## WHAT IS BEING ASKED:
Repeat every record below exactly as written.

————————

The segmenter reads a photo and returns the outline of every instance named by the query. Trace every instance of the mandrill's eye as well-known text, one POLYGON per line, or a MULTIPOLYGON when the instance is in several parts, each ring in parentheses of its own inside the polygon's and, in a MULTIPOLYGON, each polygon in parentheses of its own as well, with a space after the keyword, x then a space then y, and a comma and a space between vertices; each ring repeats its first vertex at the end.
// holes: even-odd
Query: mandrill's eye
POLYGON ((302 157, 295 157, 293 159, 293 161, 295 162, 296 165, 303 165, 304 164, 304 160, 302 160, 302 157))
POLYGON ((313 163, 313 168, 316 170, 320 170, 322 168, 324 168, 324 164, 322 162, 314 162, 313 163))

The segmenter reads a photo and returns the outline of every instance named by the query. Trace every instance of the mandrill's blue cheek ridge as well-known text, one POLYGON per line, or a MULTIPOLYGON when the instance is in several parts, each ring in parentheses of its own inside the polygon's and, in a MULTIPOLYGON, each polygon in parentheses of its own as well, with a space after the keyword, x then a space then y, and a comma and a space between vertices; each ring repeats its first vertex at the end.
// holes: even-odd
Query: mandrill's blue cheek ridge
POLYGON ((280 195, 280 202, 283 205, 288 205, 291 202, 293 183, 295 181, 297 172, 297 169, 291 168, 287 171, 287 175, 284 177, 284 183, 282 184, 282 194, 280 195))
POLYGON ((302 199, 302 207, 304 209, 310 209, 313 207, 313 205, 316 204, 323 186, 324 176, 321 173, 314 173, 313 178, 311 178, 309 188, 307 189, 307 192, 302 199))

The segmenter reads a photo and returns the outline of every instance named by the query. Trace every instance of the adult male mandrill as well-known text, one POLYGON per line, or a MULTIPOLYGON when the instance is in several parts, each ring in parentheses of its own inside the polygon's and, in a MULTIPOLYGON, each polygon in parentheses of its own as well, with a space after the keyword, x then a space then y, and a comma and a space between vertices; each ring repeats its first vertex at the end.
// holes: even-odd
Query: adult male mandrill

————————

## ANSWER SECTION:
The segmenter reads a photo and returns the outline of every instance named by the query. Trace every instance of the mandrill's eye as well-known text, one POLYGON per line, or a MULTIPOLYGON when the instance is in several parts, each ring in parentheses of its own inside the polygon's and, in a MULTIPOLYGON, each polygon in parentheses of its own as well, with a space after the keyword, x then a space then y, and a comma and a space between vertices; each ring repeats its first vertex at the end.
// holes: even-odd
Query: mandrill's eye
POLYGON ((302 157, 295 157, 293 159, 293 161, 295 162, 296 165, 303 165, 304 164, 304 160, 302 160, 302 157))
POLYGON ((313 163, 313 168, 316 170, 320 170, 322 168, 324 168, 324 164, 322 162, 314 162, 313 163))

The segmenter reads a photo and returns the outline of every instance named by the query. Trace every instance of the mandrill's blue cheek ridge as well-known text, one POLYGON per line, or a MULTIPOLYGON when the instance is in several parts, each ring in parentheses of its own inside the polygon's and, in a MULTIPOLYGON, each polygon in parentheses of its own as well, with a space after the keyword, x then a space then y, and a comma and a space between vertices; each ring repeats its first vertex at the end.
// holes: even-odd
Query: mandrill's blue cheek ridge
POLYGON ((280 195, 280 202, 283 205, 288 205, 291 202, 293 183, 295 181, 297 172, 297 169, 291 168, 287 171, 287 175, 284 177, 284 183, 282 184, 282 194, 280 195))
POLYGON ((302 199, 302 207, 304 209, 310 209, 313 207, 313 205, 316 204, 323 186, 324 176, 321 173, 314 173, 313 178, 311 178, 309 188, 307 189, 307 192, 302 199))

The segmenter reads a photo and returns the outline of every instance named by the query. Trace every instance of the adult male mandrill as well-known text, one POLYGON per line, or a MULTIPOLYGON when the instance is in several parts, each ring in parentheses of its own inside the polygon's and, in a MULTIPOLYGON, each polygon in parentheses of its own as well, with a space after the keyword, x then a space then y, and a comma and a space between vertices; each ring repeats its first vertex at the end.
// holes: even-odd
Query: adult male mandrill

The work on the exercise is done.